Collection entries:
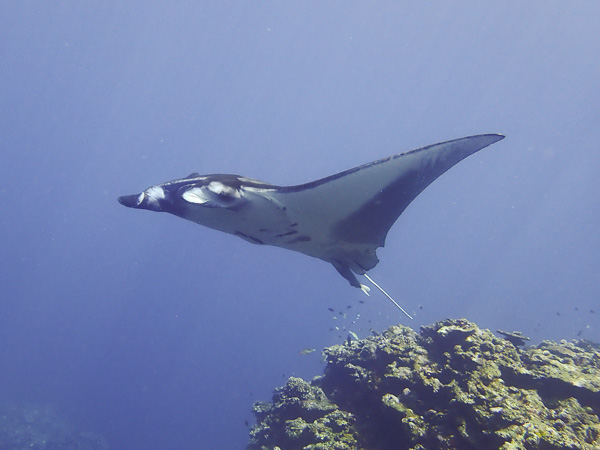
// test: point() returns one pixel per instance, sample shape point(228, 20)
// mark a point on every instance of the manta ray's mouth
point(131, 201)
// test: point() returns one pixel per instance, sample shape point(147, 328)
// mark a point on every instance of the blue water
point(158, 333)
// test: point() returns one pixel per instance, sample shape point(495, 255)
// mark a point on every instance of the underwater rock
point(40, 427)
point(453, 386)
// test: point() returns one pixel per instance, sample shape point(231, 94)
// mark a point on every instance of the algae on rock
point(453, 386)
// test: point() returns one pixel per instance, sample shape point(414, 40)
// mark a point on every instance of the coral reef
point(41, 428)
point(453, 386)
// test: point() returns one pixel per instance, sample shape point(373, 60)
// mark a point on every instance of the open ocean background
point(159, 334)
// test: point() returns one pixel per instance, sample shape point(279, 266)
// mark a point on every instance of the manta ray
point(341, 219)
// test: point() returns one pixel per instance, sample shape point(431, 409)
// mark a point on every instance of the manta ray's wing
point(345, 217)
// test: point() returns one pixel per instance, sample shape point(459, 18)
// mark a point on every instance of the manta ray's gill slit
point(387, 295)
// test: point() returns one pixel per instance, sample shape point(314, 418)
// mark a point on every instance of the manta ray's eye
point(223, 190)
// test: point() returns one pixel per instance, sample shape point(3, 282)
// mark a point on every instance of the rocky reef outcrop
point(451, 386)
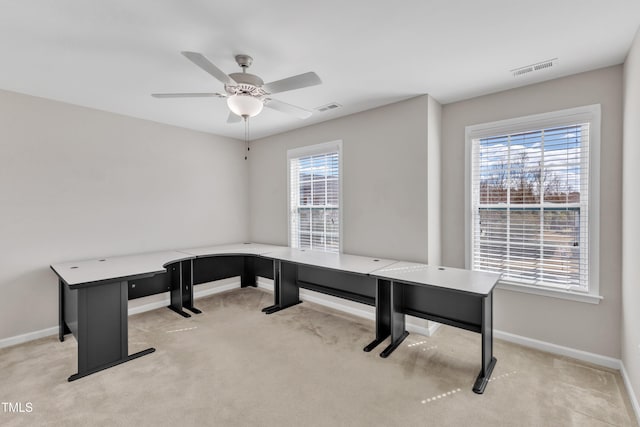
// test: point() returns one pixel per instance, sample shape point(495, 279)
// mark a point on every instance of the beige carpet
point(304, 366)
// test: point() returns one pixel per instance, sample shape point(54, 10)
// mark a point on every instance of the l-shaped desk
point(94, 294)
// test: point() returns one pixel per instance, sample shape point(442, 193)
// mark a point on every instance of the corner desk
point(94, 293)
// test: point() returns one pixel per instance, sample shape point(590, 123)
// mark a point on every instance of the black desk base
point(392, 300)
point(454, 308)
point(101, 313)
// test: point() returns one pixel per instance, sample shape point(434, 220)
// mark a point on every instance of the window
point(533, 190)
point(314, 197)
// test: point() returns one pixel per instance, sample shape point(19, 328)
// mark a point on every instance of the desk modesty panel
point(234, 248)
point(330, 260)
point(94, 294)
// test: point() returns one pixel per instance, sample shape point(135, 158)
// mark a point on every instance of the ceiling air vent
point(544, 65)
point(329, 107)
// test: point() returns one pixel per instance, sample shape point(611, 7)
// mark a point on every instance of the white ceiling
point(111, 55)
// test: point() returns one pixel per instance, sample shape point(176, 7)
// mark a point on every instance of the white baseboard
point(630, 392)
point(20, 339)
point(596, 359)
point(366, 312)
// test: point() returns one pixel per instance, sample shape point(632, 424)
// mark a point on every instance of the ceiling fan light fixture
point(245, 105)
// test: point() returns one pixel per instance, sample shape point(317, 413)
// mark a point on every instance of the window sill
point(549, 292)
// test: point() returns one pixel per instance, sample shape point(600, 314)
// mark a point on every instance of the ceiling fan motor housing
point(248, 84)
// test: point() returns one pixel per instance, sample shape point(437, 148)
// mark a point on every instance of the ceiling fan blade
point(233, 118)
point(294, 82)
point(187, 95)
point(283, 107)
point(202, 62)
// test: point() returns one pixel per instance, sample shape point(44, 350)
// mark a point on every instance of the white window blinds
point(315, 201)
point(530, 198)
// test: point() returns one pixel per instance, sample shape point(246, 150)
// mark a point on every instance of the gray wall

▶ Directive
Please copy the material from the line with "shape point(495, 279)" up to and including the line with "point(94, 293)", renaming "desk" to "table" and leaving everything else unchanged.

▶ Expected answer
// test: point() returns one pixel per instance, sample shape point(495, 279)
// mark a point on every instance of the beige carpet
point(304, 366)
// test: point() returns one pixel per instance, sample shape point(54, 10)
// mark a point on every instance of the l-shaped table
point(94, 294)
// test: point() returns one pixel per instance, sample shape point(442, 193)
// mark a point on every instance of the corner table
point(94, 293)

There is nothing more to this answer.